Under this line sits a listing. Repeat exactly and only its lines from the one holding "leg. I'd be thankful for a quick response." through the one holding "earth. I'd be thankful for a quick response."; skip pictures.
PROVIDED RECORDS: Begin
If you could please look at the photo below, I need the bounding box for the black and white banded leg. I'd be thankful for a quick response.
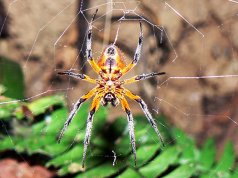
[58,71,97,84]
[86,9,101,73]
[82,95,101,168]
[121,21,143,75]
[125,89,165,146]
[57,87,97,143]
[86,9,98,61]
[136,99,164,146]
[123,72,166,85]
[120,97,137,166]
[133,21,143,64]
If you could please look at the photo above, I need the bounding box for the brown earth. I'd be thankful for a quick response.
PROVIDED RECORDS: End
PROVIDED RECORDS: Begin
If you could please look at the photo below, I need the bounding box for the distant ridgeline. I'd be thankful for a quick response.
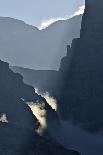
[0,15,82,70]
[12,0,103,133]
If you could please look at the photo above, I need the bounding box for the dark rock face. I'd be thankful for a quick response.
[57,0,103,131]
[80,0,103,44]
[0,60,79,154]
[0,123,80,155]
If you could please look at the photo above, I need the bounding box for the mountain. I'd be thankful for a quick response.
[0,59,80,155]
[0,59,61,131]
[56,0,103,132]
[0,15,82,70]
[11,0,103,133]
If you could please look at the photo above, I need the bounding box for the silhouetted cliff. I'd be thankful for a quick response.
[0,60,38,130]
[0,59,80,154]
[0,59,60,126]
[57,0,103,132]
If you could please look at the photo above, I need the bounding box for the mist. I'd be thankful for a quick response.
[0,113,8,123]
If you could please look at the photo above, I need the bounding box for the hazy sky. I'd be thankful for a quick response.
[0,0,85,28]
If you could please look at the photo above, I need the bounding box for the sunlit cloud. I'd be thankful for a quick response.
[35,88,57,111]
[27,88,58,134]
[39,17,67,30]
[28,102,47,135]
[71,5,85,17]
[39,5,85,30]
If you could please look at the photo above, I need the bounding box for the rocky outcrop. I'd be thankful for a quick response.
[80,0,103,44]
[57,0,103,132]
PROVIDED RECORDS: End
PROVIDED RECORDS: Begin
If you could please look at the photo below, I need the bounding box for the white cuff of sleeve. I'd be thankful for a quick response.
PROVIDED RECORDS: End
## OUTPUT
If you could please look at the photo below, I need the bounding box for the black and white banded leg. I'd be thankful for a quick response.
[58,71,97,84]
[86,9,101,73]
[82,95,101,168]
[121,21,143,75]
[125,89,165,146]
[57,87,97,143]
[86,9,98,61]
[136,99,164,146]
[123,72,166,85]
[120,97,137,166]
[133,21,143,64]
If you could please look at the photo above, I need the bounding box for the brown earth. I'd be thankful for a quick response.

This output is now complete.